** Goal **
Produce an exact copy of the lines from the line containing "# give the mask of every instance of the cart" through the last line of the listing below, both ends included, and nothing else.

[Contour labeling items]
^^^^^^^^^^^^^^^^
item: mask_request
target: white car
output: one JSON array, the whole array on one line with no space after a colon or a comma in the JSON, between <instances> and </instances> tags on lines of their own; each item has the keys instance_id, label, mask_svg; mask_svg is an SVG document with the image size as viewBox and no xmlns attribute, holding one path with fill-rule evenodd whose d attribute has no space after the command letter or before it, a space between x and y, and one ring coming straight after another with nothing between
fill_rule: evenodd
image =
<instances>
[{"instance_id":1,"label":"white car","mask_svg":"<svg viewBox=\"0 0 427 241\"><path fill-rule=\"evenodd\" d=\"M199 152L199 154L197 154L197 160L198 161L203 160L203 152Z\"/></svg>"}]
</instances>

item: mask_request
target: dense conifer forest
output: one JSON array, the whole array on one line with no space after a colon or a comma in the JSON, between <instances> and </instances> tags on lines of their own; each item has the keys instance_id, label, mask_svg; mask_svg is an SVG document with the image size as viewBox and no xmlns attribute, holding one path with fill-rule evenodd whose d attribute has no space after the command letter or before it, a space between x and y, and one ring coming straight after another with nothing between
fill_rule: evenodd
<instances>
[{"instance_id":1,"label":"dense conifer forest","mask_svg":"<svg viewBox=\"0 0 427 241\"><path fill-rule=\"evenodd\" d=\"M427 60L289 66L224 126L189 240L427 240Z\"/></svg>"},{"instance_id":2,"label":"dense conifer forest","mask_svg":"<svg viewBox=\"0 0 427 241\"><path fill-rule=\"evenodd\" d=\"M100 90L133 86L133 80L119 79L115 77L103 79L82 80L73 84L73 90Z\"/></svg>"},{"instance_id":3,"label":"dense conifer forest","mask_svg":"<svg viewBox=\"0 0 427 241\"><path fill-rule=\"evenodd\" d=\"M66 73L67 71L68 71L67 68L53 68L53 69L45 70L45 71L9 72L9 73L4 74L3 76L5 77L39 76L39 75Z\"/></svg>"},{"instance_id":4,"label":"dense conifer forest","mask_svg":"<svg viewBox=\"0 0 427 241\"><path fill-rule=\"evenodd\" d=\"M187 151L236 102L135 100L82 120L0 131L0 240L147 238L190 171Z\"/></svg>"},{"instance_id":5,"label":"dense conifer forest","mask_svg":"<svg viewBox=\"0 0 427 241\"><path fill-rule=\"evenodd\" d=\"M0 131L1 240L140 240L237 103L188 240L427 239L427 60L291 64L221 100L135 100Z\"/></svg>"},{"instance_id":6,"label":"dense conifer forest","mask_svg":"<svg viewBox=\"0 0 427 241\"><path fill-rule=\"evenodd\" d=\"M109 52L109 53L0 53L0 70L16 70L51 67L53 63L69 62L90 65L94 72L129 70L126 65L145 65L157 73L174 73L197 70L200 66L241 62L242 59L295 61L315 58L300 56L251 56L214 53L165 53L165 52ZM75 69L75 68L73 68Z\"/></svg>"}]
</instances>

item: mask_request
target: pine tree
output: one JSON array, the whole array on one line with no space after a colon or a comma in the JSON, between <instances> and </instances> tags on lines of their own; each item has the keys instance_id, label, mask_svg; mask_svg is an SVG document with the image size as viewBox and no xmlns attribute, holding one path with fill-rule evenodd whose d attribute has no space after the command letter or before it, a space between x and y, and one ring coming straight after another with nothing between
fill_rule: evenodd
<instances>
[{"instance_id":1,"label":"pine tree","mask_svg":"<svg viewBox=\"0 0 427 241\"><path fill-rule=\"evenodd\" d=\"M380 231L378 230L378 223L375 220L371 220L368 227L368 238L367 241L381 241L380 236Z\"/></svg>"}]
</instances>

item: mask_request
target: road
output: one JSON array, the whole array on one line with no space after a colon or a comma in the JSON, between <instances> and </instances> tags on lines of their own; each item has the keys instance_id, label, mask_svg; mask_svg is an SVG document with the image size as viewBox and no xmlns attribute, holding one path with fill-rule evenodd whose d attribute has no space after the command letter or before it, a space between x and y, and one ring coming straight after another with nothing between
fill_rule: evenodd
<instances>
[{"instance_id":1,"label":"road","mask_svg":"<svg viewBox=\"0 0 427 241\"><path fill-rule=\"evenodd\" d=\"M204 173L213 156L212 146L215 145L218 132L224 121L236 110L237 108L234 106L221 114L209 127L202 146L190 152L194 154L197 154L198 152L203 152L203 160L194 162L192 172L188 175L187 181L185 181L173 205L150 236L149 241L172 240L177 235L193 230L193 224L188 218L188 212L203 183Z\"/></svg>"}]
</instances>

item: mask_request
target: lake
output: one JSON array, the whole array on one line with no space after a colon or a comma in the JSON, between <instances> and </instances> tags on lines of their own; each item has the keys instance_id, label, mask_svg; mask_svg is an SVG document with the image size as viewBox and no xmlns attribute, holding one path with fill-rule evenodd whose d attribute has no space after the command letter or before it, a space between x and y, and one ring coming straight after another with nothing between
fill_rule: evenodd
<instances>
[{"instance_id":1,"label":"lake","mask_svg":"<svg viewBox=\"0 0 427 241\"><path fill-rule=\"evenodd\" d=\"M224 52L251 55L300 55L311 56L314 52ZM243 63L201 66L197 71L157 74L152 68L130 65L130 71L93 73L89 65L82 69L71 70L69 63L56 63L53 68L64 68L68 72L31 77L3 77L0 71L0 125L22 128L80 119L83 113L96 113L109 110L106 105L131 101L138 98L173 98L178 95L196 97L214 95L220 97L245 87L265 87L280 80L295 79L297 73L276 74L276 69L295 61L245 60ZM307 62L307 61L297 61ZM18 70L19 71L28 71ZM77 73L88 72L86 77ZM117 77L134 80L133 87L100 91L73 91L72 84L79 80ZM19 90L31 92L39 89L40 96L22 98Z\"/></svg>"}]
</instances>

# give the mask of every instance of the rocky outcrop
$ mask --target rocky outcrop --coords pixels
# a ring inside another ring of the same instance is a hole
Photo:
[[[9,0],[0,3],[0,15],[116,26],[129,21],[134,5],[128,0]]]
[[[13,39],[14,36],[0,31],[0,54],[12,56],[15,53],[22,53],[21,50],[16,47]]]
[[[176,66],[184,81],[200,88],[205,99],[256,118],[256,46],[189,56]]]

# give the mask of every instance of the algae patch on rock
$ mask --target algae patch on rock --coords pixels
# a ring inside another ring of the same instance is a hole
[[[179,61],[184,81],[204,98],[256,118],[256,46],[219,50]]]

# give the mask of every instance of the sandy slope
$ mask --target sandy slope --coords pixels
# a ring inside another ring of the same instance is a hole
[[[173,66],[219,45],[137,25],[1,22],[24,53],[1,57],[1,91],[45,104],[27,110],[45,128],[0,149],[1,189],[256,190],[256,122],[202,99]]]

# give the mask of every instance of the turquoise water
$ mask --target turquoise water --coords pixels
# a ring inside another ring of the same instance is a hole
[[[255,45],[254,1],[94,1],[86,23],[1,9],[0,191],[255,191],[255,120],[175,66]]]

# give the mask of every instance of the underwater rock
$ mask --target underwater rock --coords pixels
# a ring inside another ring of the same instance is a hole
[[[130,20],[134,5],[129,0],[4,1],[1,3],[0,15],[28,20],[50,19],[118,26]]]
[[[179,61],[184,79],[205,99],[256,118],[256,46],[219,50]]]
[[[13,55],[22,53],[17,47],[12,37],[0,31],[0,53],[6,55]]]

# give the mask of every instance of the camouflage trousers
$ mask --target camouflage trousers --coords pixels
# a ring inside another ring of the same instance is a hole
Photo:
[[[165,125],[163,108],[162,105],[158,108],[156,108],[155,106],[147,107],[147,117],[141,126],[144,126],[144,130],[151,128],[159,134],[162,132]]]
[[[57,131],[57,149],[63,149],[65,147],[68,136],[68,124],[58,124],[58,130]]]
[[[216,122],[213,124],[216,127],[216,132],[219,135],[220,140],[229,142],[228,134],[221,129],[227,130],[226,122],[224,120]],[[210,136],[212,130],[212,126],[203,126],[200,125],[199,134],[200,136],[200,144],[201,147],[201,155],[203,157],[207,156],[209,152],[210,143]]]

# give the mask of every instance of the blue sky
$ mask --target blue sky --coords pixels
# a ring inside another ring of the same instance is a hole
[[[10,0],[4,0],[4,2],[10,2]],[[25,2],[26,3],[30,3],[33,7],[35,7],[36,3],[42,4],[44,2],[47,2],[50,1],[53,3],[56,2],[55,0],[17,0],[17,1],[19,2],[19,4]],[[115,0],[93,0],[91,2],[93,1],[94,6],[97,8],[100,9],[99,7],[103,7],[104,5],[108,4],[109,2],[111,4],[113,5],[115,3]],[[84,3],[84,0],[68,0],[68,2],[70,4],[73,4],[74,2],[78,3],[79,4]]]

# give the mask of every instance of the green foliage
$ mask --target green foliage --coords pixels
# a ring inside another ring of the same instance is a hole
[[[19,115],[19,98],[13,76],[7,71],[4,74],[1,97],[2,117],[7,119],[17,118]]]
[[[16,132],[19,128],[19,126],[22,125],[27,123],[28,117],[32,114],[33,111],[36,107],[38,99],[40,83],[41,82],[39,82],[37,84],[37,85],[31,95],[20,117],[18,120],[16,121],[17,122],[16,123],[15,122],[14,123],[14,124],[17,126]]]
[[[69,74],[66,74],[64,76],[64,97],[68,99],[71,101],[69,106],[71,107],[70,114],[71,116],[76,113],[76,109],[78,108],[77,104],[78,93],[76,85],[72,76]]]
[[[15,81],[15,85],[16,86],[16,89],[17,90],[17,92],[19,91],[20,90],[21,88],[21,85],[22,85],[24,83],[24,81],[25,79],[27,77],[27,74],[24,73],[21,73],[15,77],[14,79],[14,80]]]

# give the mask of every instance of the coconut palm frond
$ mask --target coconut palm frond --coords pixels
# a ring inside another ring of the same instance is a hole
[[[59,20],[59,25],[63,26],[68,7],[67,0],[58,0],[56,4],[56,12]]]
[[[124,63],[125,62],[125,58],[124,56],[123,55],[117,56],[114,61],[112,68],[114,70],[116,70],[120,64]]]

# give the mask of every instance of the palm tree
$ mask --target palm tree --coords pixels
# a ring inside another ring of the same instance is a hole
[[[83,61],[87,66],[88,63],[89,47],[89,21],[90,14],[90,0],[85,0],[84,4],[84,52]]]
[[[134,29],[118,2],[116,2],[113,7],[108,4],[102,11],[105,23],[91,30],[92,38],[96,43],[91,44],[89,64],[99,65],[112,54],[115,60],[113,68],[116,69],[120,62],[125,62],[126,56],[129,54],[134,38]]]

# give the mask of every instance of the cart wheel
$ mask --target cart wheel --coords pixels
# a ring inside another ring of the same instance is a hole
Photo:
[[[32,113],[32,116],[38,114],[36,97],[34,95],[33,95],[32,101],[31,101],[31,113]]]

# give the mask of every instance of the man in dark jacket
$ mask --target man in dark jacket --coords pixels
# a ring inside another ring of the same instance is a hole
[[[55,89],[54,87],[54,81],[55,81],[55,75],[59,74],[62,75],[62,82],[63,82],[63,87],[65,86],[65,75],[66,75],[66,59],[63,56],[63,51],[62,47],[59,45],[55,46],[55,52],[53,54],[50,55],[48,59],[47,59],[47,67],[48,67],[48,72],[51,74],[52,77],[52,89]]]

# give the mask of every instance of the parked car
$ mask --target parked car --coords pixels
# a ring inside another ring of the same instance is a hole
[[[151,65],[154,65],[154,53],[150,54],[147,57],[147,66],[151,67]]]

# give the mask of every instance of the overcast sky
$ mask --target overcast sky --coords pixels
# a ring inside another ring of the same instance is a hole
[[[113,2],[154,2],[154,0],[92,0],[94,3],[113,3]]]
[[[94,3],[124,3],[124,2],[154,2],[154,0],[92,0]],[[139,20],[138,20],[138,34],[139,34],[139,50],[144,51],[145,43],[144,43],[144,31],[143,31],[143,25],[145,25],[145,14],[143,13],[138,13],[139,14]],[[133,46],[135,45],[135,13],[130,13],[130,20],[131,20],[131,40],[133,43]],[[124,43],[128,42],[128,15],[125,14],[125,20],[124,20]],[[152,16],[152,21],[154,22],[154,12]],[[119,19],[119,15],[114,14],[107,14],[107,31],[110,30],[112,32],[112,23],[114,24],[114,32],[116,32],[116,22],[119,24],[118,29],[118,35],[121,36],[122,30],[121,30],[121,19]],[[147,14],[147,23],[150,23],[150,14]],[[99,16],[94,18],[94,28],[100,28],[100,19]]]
^^^^^^^^^^^^^^^^
** Task answer **
# give the mask of every instance of the cart wheel
$ mask --target cart wheel --coords pixels
# a ring inside another ring of the same instance is a hole
Photo:
[[[32,113],[32,116],[38,114],[36,97],[34,95],[33,95],[32,101],[31,101],[31,113]]]

# give the mask of every instance of the man in dark jacket
$ mask --target man in dark jacket --coords pixels
# a ring inside another ring of the same instance is a hole
[[[55,89],[54,87],[54,81],[55,81],[55,75],[59,74],[62,75],[62,82],[63,82],[63,87],[65,86],[65,75],[66,75],[66,59],[63,56],[63,51],[62,47],[59,45],[55,46],[55,52],[53,54],[50,55],[48,59],[47,59],[47,67],[48,67],[48,72],[51,74],[52,77],[52,89]]]

# give the mask of every instance of the parked car
$ mask --target parked car --coords pixels
# a ring inside another ring of the same instance is a hole
[[[151,65],[154,65],[154,53],[150,54],[147,57],[147,66],[151,67]]]

# give the mask of every instance of the overcast sky
$ mask --target overcast sky --coords pixels
# a ring inside another ring of the same instance is a hole
[[[113,2],[154,2],[154,0],[92,0],[94,3],[113,3]]]
[[[94,3],[124,3],[124,2],[154,2],[154,0],[92,0]],[[139,20],[138,20],[138,34],[139,34],[139,50],[144,51],[145,43],[144,43],[144,31],[143,31],[143,25],[145,25],[145,14],[143,13],[138,13],[139,14]],[[133,46],[135,45],[135,13],[130,13],[130,20],[131,20],[131,40],[133,43]],[[124,43],[128,42],[128,15],[125,14],[125,20],[124,20]],[[152,16],[152,21],[154,22],[154,12]],[[119,19],[119,15],[114,14],[107,14],[107,31],[110,30],[112,32],[112,23],[114,24],[114,32],[116,32],[116,22],[119,24],[118,29],[118,35],[121,36],[122,30],[121,30],[121,19]],[[147,14],[147,23],[150,23],[150,14]],[[99,16],[94,18],[94,28],[100,28],[100,19]]]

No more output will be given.